Point-per-instance localization data
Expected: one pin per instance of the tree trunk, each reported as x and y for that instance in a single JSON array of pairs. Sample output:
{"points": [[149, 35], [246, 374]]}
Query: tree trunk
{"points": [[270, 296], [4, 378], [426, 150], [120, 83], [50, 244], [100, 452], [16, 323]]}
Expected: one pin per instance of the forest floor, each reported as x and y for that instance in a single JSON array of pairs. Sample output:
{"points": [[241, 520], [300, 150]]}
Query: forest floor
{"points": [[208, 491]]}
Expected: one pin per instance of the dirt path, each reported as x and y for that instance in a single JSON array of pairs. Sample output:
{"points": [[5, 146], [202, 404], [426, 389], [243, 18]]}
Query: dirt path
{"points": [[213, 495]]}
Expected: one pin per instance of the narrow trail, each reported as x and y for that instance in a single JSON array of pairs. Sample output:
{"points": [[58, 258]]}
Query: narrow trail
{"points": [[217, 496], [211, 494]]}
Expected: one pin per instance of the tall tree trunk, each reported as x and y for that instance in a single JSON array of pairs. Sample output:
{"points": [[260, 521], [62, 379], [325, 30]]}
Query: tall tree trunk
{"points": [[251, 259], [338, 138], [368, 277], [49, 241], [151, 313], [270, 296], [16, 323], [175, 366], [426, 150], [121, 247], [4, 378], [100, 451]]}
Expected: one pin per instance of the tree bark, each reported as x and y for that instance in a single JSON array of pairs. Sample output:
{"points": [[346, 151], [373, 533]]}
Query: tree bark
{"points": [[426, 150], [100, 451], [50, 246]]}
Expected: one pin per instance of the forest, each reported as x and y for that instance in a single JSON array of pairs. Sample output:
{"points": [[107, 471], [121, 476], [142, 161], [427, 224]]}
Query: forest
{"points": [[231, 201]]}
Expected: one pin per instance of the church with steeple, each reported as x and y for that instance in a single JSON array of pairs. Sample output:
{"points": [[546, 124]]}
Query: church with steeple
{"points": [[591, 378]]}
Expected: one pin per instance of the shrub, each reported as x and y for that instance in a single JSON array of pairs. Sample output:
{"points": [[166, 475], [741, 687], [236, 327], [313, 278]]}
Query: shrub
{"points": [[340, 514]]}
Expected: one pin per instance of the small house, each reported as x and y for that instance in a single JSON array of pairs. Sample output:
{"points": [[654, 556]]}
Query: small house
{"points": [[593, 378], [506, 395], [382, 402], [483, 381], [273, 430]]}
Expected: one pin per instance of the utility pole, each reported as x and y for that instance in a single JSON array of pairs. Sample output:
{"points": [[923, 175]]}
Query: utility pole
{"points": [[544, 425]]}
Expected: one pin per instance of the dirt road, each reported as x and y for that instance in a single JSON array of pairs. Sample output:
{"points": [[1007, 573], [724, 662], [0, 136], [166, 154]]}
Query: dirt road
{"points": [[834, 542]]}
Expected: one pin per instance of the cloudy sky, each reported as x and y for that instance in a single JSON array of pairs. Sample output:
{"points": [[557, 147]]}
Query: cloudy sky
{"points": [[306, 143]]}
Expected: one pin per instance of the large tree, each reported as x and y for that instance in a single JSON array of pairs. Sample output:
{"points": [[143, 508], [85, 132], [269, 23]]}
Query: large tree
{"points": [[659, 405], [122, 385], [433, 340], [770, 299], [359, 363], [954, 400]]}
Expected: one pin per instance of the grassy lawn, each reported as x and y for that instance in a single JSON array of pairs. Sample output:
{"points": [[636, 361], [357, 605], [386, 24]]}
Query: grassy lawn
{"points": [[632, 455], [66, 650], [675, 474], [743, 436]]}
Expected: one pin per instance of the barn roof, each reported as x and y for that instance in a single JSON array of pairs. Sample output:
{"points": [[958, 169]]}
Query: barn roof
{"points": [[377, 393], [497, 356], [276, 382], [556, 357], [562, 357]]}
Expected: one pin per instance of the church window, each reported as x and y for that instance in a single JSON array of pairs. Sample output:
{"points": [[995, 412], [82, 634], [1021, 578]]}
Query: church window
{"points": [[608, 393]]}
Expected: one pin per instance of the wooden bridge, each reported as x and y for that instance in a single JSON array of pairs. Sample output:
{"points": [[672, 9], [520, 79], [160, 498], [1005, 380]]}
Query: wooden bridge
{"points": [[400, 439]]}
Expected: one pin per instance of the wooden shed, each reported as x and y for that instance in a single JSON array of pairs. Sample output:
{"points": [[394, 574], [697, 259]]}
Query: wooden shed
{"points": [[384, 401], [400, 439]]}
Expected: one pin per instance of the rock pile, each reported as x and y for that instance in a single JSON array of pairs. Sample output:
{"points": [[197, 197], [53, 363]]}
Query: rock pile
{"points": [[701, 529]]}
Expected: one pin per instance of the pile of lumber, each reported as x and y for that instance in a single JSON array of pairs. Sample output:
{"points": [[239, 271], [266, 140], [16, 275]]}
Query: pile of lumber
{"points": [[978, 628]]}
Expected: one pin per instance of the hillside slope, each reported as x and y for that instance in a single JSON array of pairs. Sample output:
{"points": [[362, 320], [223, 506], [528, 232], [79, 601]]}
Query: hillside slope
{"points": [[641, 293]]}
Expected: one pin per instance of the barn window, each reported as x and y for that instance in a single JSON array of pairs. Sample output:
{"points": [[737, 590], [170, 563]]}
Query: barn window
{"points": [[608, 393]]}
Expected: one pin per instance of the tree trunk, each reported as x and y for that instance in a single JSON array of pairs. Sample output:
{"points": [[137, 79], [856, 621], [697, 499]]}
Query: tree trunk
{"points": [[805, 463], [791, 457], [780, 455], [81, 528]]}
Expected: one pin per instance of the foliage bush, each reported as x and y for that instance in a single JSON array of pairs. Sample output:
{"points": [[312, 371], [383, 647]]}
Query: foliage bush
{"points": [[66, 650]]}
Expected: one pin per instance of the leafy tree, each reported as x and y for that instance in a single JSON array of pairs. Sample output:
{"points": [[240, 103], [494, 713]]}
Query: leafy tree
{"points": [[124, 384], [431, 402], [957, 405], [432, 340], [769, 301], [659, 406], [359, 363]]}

Prompt: Copy out all of the records above with nothing altered.

Final answer:
Expected: one pin per instance of the tree trunk, each reported as x and y for that instance in a single JSON array of pairs. Sample output:
{"points": [[149, 35], [246, 374]]}
Query: tree trunk
{"points": [[270, 296], [4, 378], [426, 150], [120, 83], [50, 244], [100, 452], [16, 323]]}
Expected: one pin per instance of the forest floor, each reported as x and y for that instance in a single JSON array of pairs. Sample output:
{"points": [[241, 520], [300, 150]]}
Query: forest floor
{"points": [[208, 491]]}
Expected: one pin per instance of the dirt path, each reported as x and y for that instance in a single JSON array of pairs. Sample output:
{"points": [[5, 146], [202, 404], [426, 389], [243, 18]]}
Query: dirt path
{"points": [[213, 495]]}
Expected: one pin per instance of the narrow trail, each reported as x and y for that instance in a single JSON array of pairs. Sample output:
{"points": [[58, 258]]}
Query: narrow trail
{"points": [[217, 496], [211, 494]]}
Expected: one pin per instance of the tall tree trunk, each reported as x and y for that instance in a single JSON array of pairs. Sample output:
{"points": [[260, 521], [62, 379], [325, 30]]}
Query: tall tree trunk
{"points": [[251, 259], [338, 138], [368, 277], [49, 241], [151, 313], [270, 296], [16, 323], [175, 366], [426, 150], [121, 247], [4, 378], [100, 451]]}
Expected: one pin per instance of the tree bark, each reported as x and y for that instance in a single JSON array of pairs. Sample output:
{"points": [[346, 151], [373, 533]]}
Query: tree bark
{"points": [[426, 150], [100, 451], [50, 246]]}
Expected: one pin per instance of the forest, each reported as x and y for that instance in a single JSON array of pairs. Sample output:
{"points": [[107, 471], [121, 476], [142, 161], [427, 224]]}
Query: forest
{"points": [[231, 201]]}
Expected: one pin per instance of the church with steeple, each reported as x and y for that instance in a single JSON array of pairs. Sample output:
{"points": [[546, 124]]}
Query: church with steeple
{"points": [[591, 378]]}
Expected: one pin per instance of the shrub, each reported as x and y for that instance in a single JSON array of pairs. Sample output:
{"points": [[166, 475], [741, 687], [236, 327], [313, 278]]}
Query: shrub
{"points": [[340, 514]]}
Expected: one pin per instance of the small house, each reported as x and y for that instance in a single JSON array of pairs. Sample output:
{"points": [[654, 556]]}
Query: small house
{"points": [[593, 378], [506, 395], [382, 402], [483, 381], [273, 430]]}
Expected: one pin per instance of the utility pole, each reported as x and y for that instance in a single JSON array of pairs. Sample output:
{"points": [[923, 175]]}
Query: utility pole
{"points": [[544, 425]]}
Expected: one pin per instance of the dirt road, each reported as x and y for that instance in a single JSON array of pairs. Sample output:
{"points": [[1007, 573], [724, 662], [0, 136], [166, 154]]}
Query: dirt road
{"points": [[834, 542]]}
Expected: one pin per instance of the cloudy sky, each reported as x and y for that instance in a single JSON array of pairs. Sample output:
{"points": [[557, 147]]}
Query: cloudy sky
{"points": [[306, 143]]}
Expected: one pin per instance of the large tree, each reported as x and y for that instance in a single JSON array of pairs. Sample output:
{"points": [[143, 508], [85, 132], [269, 23]]}
Query: large tree
{"points": [[659, 405], [122, 385], [433, 340], [770, 299], [359, 363], [954, 400]]}
Expected: one pin per instance of the grassy lawn, each reported as x and y for that instance in a single JSON array of pairs. Sample output:
{"points": [[636, 361], [357, 605], [386, 24]]}
Query: grassy lawn
{"points": [[632, 455], [66, 650], [675, 474], [743, 436]]}
Expected: one pin per instance of the barn roof, each reported as x and y for that instance in a single JSON array of pairs. Sample output:
{"points": [[958, 169]]}
Query: barn roof
{"points": [[377, 393], [497, 356], [276, 382], [556, 357], [562, 357]]}
Expected: one pin per instance of the church window, each reported as x and y for that instance in a single JSON array of pairs. Sample output:
{"points": [[995, 412], [82, 634], [1021, 578]]}
Query: church window
{"points": [[608, 393]]}
Expected: one pin per instance of the wooden bridge, each reported as x and y for that instance in a single JSON array of pairs. Sample output:
{"points": [[672, 9], [520, 79], [160, 498], [1005, 380]]}
Query: wooden bridge
{"points": [[400, 439]]}
Expected: one pin per instance of the wooden shed, each reported as x and y for that instance in a single JSON array of pairs. Sample output:
{"points": [[394, 574], [697, 259]]}
Query: wooden shed
{"points": [[384, 401], [400, 439]]}
Expected: one pin per instance of the rock pile, each reported as x and y for that instance in a single JSON array of pairs. Sample output:
{"points": [[197, 197], [53, 363]]}
Query: rock pile
{"points": [[701, 529]]}
Expected: one pin per instance of the pile of lumber, each reported as x and y for that instance in a single JSON array of pairs. Sample output:
{"points": [[239, 271], [266, 140], [16, 275]]}
Query: pile of lumber
{"points": [[978, 628]]}
Expected: one pin per instance of the hillside slope, each reported as x and y for that instance in a single JSON array of pairs. Sample output:
{"points": [[362, 320], [223, 506], [528, 232], [79, 601]]}
Query: hillside slope
{"points": [[641, 293]]}
Expected: one pin per instance of the barn window, each reported as x and y for that instance in a single JSON array of pairs. Sample output:
{"points": [[737, 590], [170, 563]]}
Query: barn window
{"points": [[608, 393]]}
Expected: one pin per instance of the tree trunk, each reported as x and y for that instance in a single JSON array of pairs. Sample output:
{"points": [[137, 79], [856, 621], [697, 499]]}
Query: tree trunk
{"points": [[805, 463], [791, 457], [780, 455], [81, 528]]}
Expected: one pin per instance of the foliage bush, each reported as x and y for that instance in a single JSON array of pairs. Sample output:
{"points": [[312, 371], [383, 647]]}
Query: foliage bush
{"points": [[66, 650]]}
Expected: one pin per instance of the leafy tree, each reported as x and y for that instance in a single JSON array of pairs. Sample output:
{"points": [[240, 103], [494, 713]]}
Query: leafy tree
{"points": [[124, 384], [431, 402], [957, 405], [432, 340], [769, 301], [659, 406], [359, 363]]}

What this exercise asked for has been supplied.